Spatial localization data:
──────────

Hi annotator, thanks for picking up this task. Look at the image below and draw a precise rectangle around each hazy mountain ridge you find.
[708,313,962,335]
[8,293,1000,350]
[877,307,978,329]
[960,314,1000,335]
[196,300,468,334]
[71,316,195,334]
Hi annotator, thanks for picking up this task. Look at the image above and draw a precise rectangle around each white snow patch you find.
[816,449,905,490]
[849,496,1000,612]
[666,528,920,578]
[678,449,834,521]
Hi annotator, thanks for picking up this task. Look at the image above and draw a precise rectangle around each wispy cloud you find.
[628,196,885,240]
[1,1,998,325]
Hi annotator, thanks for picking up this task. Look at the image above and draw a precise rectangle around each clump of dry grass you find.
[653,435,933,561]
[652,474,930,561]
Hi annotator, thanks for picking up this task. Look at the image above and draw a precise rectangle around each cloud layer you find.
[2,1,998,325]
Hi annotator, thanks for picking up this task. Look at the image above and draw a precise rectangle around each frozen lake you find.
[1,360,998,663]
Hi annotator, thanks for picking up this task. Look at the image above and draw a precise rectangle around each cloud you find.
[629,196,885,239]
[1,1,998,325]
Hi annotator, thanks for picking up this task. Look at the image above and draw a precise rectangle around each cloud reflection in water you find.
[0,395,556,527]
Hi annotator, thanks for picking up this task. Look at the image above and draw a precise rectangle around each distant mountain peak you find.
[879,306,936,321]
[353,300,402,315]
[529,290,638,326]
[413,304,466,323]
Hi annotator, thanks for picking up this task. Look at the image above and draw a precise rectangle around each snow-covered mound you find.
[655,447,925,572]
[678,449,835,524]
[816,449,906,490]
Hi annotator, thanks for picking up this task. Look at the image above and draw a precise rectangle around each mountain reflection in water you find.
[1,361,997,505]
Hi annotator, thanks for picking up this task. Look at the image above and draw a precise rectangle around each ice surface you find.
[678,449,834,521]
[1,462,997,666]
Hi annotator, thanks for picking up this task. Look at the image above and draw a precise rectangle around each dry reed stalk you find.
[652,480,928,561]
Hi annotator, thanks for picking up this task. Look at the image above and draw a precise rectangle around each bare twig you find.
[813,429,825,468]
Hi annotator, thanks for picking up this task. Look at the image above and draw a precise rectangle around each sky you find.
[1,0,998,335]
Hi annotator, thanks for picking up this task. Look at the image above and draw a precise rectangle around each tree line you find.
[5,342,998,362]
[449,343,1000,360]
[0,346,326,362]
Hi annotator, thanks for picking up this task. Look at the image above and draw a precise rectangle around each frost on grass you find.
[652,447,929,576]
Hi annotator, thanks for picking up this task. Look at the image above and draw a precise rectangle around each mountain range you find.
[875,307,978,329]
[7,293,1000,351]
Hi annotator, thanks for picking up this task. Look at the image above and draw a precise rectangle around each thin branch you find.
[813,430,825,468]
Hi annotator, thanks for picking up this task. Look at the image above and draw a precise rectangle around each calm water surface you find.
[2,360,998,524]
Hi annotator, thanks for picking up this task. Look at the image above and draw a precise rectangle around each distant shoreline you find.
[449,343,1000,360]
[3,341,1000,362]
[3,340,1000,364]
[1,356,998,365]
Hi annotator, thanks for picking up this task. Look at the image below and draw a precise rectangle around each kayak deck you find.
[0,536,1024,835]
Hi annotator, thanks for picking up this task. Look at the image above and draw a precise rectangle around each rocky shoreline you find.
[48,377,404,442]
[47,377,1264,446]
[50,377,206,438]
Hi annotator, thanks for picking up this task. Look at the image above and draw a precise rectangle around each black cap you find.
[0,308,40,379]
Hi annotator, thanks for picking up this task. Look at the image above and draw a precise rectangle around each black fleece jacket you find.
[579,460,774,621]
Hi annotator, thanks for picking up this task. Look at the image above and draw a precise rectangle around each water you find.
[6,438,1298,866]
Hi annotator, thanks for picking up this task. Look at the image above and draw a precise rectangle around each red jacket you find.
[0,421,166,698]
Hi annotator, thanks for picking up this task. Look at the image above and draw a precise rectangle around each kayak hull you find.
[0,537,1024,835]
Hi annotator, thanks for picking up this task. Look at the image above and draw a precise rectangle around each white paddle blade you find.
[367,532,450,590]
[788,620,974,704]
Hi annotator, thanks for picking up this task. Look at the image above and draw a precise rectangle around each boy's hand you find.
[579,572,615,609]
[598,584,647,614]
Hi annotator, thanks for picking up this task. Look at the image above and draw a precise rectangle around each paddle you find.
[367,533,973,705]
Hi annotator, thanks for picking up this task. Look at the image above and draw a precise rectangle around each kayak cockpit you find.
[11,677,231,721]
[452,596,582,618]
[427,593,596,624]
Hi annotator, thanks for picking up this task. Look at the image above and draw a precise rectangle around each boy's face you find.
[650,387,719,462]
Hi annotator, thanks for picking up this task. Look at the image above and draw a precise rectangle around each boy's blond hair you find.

──────────

Every record should be output precisely as it was given.

Hi annotator, thanks for picking up this task. Look at the image below and draw a precise rectangle around each hazy mountain ridge you find.
[708,313,962,335]
[8,293,1000,350]
[877,307,978,329]
[960,314,1000,335]
[196,300,468,334]
[71,316,195,334]
Hi annotator, thanks for picking up this task. Look at the image above and draw a precise rectangle around each white snow patch you find.
[816,449,905,490]
[849,496,1000,612]
[666,528,920,578]
[678,449,834,521]
Hi annotator, thanks for picking up this task. Look at the image above and draw a precise rectangle around each wispy cloud you find.
[628,196,885,240]
[1,1,998,325]
Hi annotator, thanks for picking up this task. Look at the image above and draw a precise rectangle around each clump of dry grass you find.
[653,435,933,561]
[652,474,930,561]
Hi annotator, thanks for picking up this task. Look at the image above and draw a precise rectangle around each cloud layer you find.
[2,1,998,325]
Hi annotator, thanks for picking up this task. Look at the image above and draw a precise rectangle around each frozen lake you find.
[1,360,998,663]
Hi annotator, thanks for picking up this task. Look at the image above and draw a precise rectangle around each cloud you find.
[629,196,885,239]
[1,1,998,325]
Hi annotator, thanks for picking up this task. Look at the image above and draw a precise rectangle around each cloud reflection in water you find.
[0,395,556,527]
Hi annotator, thanks for picking up this task. Look at the image above and draw a precise rectangle around each distant mountain peak you find.
[879,306,936,321]
[353,300,402,315]
[529,290,638,326]
[413,304,466,323]
Hi annotator, thanks for picking up this task. Look at the image above and draw a precise rectangle around each snow-covered mound you find.
[655,447,925,572]
[678,449,835,524]
[816,449,906,490]
Hi annotator, thanks for picking up this task. Look at the image above and draw a precise rectangle around each mountain reflection in water you find.
[1,361,997,505]
Hi annotator, thanks for picking up this task. Look at the image above and draw a precise rectangle around each ice surface you find.
[678,449,834,521]
[1,462,997,666]
Hi annotator, thanks for picking up this task. Look at the image above and draw a precise rectangle around each dry reed stalk you find.
[652,480,928,561]
Hi annotator, thanks for picking up this task. Look at the image above and draw a precise rectangle around each bare twig you find.
[813,429,825,468]
Hi annotator, thanks for picking up this task. Look at the image above and draw a precise rectangle around each sky you find.
[1,0,998,335]
Hi annotator, thanks for picking up this task. Look at the image above and draw a precise rectangle around each tree line you find.
[5,342,998,362]
[449,343,1000,360]
[0,346,326,362]
Hi annotator, thanks for picking up this task. Look at the image above and draw a precise rectangle around each frost on grass you find.
[652,447,929,576]
Hi annotator, thanks for picking up this task. Look at the image above and draw a precise rectangle around each mountain range you find.
[875,307,978,329]
[7,293,1000,351]
Hi annotator, thanks for picking up this task. Look at the image above and draw a precise rectangle around each thin branch you find.
[813,430,825,468]
Hi annotator, thanks for picking up this task. Look at the image above and draw a precise rectangle around each calm water surface you find.
[2,360,998,524]
Hi annotator, thanks for picking up this task. Look at the image above and draw a precise rectangle around each distant shoreline you find.
[449,343,1000,360]
[3,341,1000,362]
[3,340,1000,364]
[1,356,998,365]
Hi annotator, thanks for picking up this task. Look at the image below and draw a precise rectangle around each kayak deck you find.
[0,536,1024,835]
Hi annotator, thanks for picking up this task. Look at the image above and draw a precise rectangle around each rocky shoreline you find.
[48,377,404,442]
[47,377,1264,446]
[50,377,206,438]
Hi annotator, thanks for picking up this task. Look at the image above and draw a precise rectangle around each black cap you find.
[0,308,40,379]
Hi annotator, thanks for picking up this task. Look at the image above and draw a precise rectangle around each black fleece jacket you find.
[579,460,774,621]
Hi annotator, thanks for picking up this task. Look at the image above and draw a precise rectangle around each water you find.
[6,438,1298,866]
Hi annotator, thanks for picking up this task. Look at the image above and draw a precise rectangle around each red jacket you find.
[0,421,166,698]
Hi annotator, thanks for picking up this task. Look at the image above and draw a precise rectangle around each kayak hull you find.
[0,537,1024,835]
Hi annotator, thanks for picking up this task. Look at the image above and draw a precise rectangle around each white paddle blade you find.
[367,532,450,590]
[788,620,974,704]
Hi annotator, thanks for picking up this task. Look at the image above and draw a precise rectangle around each boy's hand you find.
[579,572,615,609]
[598,584,647,614]
Hi annotator, thanks for picking up this task. Look at the image above and draw a precise rectangle around each paddle you find.
[367,533,973,705]
Hi annotator, thanks for picking up this task. Look at the image above and draw a precise rectangle around each kayak cockpit you find.
[11,677,231,721]
[452,596,582,618]
[427,593,596,624]
Hi annotator, thanks for picking up this task. Look at the image above and draw a precise rectangle around each boy's face you find.
[650,387,719,462]
Hi annotator, thanks for picking up this task. Look at the image above and draw a precise rectangle around each boy's blond hair you find.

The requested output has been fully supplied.